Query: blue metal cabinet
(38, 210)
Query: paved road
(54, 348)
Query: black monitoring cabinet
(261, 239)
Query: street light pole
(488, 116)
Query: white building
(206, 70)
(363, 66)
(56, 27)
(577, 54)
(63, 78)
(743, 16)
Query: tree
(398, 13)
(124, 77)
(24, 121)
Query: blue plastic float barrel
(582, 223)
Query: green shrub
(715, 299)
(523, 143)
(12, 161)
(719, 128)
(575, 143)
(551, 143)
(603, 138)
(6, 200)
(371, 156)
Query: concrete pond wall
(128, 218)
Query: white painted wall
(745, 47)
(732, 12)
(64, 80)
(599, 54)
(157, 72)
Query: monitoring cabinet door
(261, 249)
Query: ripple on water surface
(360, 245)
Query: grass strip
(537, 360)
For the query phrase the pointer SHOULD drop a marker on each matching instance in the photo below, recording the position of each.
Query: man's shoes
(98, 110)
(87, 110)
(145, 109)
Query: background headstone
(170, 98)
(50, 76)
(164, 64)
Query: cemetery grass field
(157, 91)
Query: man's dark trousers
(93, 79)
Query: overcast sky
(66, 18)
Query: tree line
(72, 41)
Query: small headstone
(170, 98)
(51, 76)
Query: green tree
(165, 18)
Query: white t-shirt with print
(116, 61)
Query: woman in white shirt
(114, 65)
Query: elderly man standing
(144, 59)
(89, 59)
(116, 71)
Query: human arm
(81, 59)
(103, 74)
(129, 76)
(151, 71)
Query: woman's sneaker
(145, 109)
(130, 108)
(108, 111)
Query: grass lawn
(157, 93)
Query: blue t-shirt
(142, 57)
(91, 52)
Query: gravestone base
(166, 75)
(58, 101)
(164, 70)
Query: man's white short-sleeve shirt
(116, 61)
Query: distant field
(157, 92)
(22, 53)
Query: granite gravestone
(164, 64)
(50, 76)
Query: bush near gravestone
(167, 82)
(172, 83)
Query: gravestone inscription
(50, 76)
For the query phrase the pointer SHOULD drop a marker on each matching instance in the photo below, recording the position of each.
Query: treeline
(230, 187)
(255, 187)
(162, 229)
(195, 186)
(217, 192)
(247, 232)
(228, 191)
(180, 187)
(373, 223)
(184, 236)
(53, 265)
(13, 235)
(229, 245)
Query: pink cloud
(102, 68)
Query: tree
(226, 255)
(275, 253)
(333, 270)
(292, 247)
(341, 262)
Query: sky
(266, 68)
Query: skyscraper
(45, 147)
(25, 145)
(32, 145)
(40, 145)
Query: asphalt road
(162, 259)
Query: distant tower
================
## Requirement
Exact duplication of all the data above is expected.

## Answer box
Query: blue metal cabinet
(38, 210)
Query: paved road
(54, 348)
Query: black monitoring cabinet
(261, 239)
Query: street light pole
(488, 116)
Query: white building
(206, 70)
(363, 66)
(56, 27)
(577, 54)
(63, 78)
(743, 16)
Query: tree
(398, 13)
(124, 77)
(24, 121)
Query: blue plastic float barrel
(582, 223)
Query: green shrub
(715, 299)
(523, 143)
(12, 161)
(719, 128)
(575, 143)
(551, 143)
(603, 138)
(6, 200)
(371, 156)
Query: concrete pond wall
(128, 218)
Query: white painted wall
(745, 47)
(732, 12)
(64, 80)
(599, 54)
(157, 72)
Query: monitoring cabinet door
(261, 249)
Query: ripple on water surface
(360, 245)
Query: grass strip
(537, 360)
For the query phrase the pointer SHOULD drop a marker on each matching instance in the photo below, recording the position of each.
Query: man's shoes
(98, 110)
(87, 110)
(145, 109)
Query: background headstone
(170, 98)
(50, 76)
(164, 64)
Query: cemetery grass field
(157, 91)
Query: man's dark trousers
(93, 79)
Query: overcast sky
(66, 18)
Query: tree line
(72, 41)
Query: small headstone
(170, 98)
(51, 76)
Query: green tree
(165, 18)
Query: white t-shirt with print
(116, 61)
Query: woman in white shirt
(114, 65)
Query: elderly man standing
(144, 59)
(89, 59)
(116, 71)
Query: human arm
(81, 59)
(103, 74)
(129, 76)
(151, 71)
Query: woman's sneaker
(145, 109)
(130, 108)
(108, 111)
Query: grass lawn
(157, 93)
Query: blue t-shirt
(142, 57)
(91, 52)
Query: gravestone base
(166, 75)
(58, 101)
(164, 70)
Query: man's white short-sleeve shirt
(116, 61)
Query: distant field
(157, 92)
(22, 53)
Query: granite gravestone
(164, 64)
(50, 76)
Query: bush near gravestone
(167, 82)
(172, 83)
Query: gravestone inscription
(50, 76)
For the query phrase the pointer SHOULD drop a marker on each matching instance in the photo below, recording the position of each.
Query: treeline
(230, 187)
(255, 187)
(162, 229)
(195, 186)
(217, 192)
(247, 232)
(228, 191)
(180, 187)
(373, 223)
(184, 236)
(53, 265)
(13, 235)
(229, 245)
Query: pink cloud
(102, 68)
Query: tree
(226, 255)
(275, 253)
(333, 270)
(292, 247)
(341, 262)
Query: sky
(266, 68)
Query: skyscraper
(45, 147)
(25, 145)
(32, 145)
(40, 145)
Query: asphalt road
(162, 259)
Query: distant tower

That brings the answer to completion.